[Dataset records]
______
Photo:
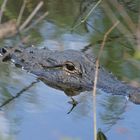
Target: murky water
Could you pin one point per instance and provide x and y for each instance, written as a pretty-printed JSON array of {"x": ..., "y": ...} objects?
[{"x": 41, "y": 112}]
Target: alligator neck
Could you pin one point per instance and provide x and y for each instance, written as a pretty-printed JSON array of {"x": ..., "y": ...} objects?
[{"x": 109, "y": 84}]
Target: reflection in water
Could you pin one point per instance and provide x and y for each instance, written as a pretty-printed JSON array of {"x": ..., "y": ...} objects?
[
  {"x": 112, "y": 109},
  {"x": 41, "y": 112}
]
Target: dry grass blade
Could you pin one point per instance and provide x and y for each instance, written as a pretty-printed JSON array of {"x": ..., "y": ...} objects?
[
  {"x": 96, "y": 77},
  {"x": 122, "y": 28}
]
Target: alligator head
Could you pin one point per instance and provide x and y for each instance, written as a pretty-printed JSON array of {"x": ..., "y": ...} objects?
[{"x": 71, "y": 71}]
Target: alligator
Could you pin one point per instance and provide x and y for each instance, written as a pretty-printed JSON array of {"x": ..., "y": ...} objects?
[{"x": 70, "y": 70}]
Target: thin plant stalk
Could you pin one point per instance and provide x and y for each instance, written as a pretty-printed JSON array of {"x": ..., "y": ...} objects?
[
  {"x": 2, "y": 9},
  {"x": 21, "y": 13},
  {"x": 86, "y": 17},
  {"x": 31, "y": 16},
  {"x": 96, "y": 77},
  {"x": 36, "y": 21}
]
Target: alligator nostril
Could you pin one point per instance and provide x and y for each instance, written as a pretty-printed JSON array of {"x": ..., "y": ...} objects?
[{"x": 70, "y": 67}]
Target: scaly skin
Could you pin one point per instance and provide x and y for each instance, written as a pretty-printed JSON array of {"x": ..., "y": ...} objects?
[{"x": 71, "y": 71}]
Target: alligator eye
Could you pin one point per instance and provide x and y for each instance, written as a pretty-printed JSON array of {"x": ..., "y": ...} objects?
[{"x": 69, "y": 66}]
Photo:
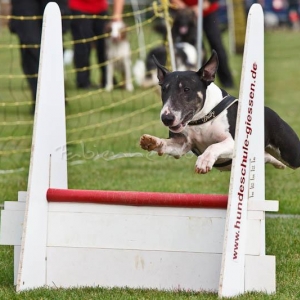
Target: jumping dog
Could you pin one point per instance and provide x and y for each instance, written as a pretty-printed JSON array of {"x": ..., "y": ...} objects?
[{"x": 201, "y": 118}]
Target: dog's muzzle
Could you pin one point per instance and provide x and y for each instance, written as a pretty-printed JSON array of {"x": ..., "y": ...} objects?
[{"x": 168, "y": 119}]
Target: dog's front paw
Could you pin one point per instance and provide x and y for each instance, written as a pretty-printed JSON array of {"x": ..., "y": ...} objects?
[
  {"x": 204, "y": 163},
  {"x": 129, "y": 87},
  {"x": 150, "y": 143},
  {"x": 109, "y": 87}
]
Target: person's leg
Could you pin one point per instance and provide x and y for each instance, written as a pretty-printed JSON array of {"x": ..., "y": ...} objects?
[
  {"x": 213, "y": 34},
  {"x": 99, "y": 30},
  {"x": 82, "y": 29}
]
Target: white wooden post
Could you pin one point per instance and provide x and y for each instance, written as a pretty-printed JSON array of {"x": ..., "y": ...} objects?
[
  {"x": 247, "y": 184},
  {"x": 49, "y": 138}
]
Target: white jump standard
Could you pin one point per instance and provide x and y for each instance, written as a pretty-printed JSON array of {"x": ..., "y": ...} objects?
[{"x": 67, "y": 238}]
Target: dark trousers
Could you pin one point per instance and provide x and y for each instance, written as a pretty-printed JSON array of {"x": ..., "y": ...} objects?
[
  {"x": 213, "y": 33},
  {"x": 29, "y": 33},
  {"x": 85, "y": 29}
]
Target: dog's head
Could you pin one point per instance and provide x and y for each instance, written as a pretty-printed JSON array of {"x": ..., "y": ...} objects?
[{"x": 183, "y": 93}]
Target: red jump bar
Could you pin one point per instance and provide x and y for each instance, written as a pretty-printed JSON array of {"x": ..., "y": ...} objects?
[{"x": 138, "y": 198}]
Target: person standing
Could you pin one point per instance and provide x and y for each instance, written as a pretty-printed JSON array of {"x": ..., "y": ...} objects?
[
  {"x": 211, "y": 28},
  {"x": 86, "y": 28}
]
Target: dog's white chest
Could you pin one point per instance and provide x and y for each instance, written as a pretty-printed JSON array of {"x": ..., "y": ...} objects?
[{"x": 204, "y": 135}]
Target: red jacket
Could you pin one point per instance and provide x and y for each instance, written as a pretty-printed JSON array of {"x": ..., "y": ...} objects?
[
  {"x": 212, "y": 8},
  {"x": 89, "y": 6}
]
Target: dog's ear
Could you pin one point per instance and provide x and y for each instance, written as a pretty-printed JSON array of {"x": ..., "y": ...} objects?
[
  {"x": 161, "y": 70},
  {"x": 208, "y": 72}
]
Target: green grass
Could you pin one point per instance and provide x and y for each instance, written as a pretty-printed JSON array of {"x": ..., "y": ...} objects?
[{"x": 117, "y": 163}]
______
#### Prompt:
Retype the records exactly, but skip the pictures.

#### Task output:
Photo:
Target: murky water
Could you pin one point per instance and provide x and y for each instance, written as a pretty-printed JSON array of {"x": ..., "y": ...} objects?
[{"x": 41, "y": 112}]
Target: alligator neck
Could you pin one point per instance and provide x and y for each instance, written as a pretty-printed JSON array of {"x": ..., "y": ...} objects?
[{"x": 109, "y": 84}]
Target: reflection in water
Could you pin one point per instance and provide x and y for each instance, written as a pretty-printed JSON array of {"x": ..., "y": ...} objects?
[
  {"x": 112, "y": 109},
  {"x": 41, "y": 112}
]
Target: dry grass blade
Could you pin one point per instance and provide x and y for each instance, written as a pretty-printed JSON array of {"x": ..., "y": ...} objects?
[
  {"x": 96, "y": 77},
  {"x": 122, "y": 28}
]
Target: alligator head
Could you pin one point per instance and provide x and y for each instance, written as a pretty-printed JSON array of {"x": ..., "y": ...} objects?
[{"x": 71, "y": 71}]
Target: alligator
Could you pin one point per instance and provide x and y for each instance, written as a pretty-printed JSON array of {"x": ..., "y": ...} objects?
[{"x": 70, "y": 70}]
Target: thin plant stalk
Could you pin one point per instance and provide x and y for each instance, written as a pretty-printed JSON array of {"x": ..., "y": ...} objects?
[
  {"x": 2, "y": 9},
  {"x": 21, "y": 13},
  {"x": 86, "y": 17},
  {"x": 31, "y": 16},
  {"x": 96, "y": 77},
  {"x": 36, "y": 21}
]
Target: alligator nostril
Could you pin one point per instance and provide x and y for each instance, written as a pretty-printed JSON array of {"x": ..., "y": ...} objects?
[{"x": 70, "y": 67}]
Target: scaly skin
Could you pin one point per instance and provide x and y for each instance, written as a pretty-printed JSON array of {"x": ..., "y": ...} objects?
[{"x": 71, "y": 71}]
Target: alligator eye
Could you pin one point per instance and provide x and y for each instance, written as a pretty-printed JSON array of {"x": ..., "y": ...} objects?
[{"x": 69, "y": 66}]
Photo:
Target: jumping dog
Could you pin one point per instance and provide x and y for each instance, written as a pretty-printed JSON array of {"x": ..., "y": ...} objects?
[{"x": 201, "y": 118}]
Target: dog's muzzle
Could you pin one point per instance and provide x and y for each instance, written as a pretty-printed JSON array of {"x": ..., "y": ...} objects?
[{"x": 168, "y": 119}]
Target: dog's front paw
Could you pin one point per instance and provide x and y for each instance, written as a pretty-printed JSON array of {"x": ..., "y": ...} objects?
[
  {"x": 204, "y": 163},
  {"x": 129, "y": 87},
  {"x": 150, "y": 143},
  {"x": 109, "y": 87}
]
Target: person's leg
Could you pin one point per instance and provide x and y for each instance, written as a pretty-printed JSON array of {"x": ..., "y": ...} objects?
[
  {"x": 213, "y": 34},
  {"x": 99, "y": 30},
  {"x": 82, "y": 29}
]
Target: white wooden post
Could you pin one point per instance and provide x and y for each instance, written as a pretty-printed JSON array of {"x": ..., "y": ...} objects?
[
  {"x": 247, "y": 184},
  {"x": 49, "y": 138}
]
Target: white jump standard
Could you pin one point per instance and provide x and y for each instance, written as a pretty-printed JSON array of {"x": ..., "y": ...} objects?
[{"x": 67, "y": 238}]
Target: dark trousers
Could you pin one point per instance and provide x and y for each instance, written as a pretty-printed JSON array of {"x": ..., "y": ...} objects?
[
  {"x": 213, "y": 33},
  {"x": 29, "y": 33},
  {"x": 85, "y": 29}
]
Target: dog's head
Could you pin one point per instance and provide x and y for each instance, written as a pretty-printed JSON array of {"x": ..., "y": ...} objects?
[{"x": 183, "y": 93}]
Target: red jump bar
Could you pin one point per instance and provide x and y for each instance, written as a pretty-printed JSON array of {"x": ..., "y": ...} objects?
[{"x": 138, "y": 198}]
Target: person standing
Could you pin one point per instance and provide x and y for each instance, written as a pretty-printed JSON array of {"x": ..., "y": ...} objects?
[
  {"x": 211, "y": 28},
  {"x": 86, "y": 28}
]
Target: dog's white chest
Could you pin one point per instance and provide x and y for each instance, written as a pretty-printed JSON array of {"x": ..., "y": ...} objects?
[{"x": 204, "y": 135}]
Target: red jacket
Could you pin one point per instance and provide x and y for each instance, written as a pretty-printed JSON array of {"x": ..., "y": ...} objects?
[
  {"x": 212, "y": 8},
  {"x": 89, "y": 6}
]
Target: dog's ear
Could you pin one point per instance and provide x and y for each instance, written as a pretty-printed JSON array of {"x": ..., "y": ...} objects?
[
  {"x": 161, "y": 70},
  {"x": 208, "y": 72}
]
Target: green grass
Could you pin one point per instance and provide x and y for each instance, written as a pretty-printed JSON array of {"x": ..., "y": ...} objects?
[{"x": 117, "y": 163}]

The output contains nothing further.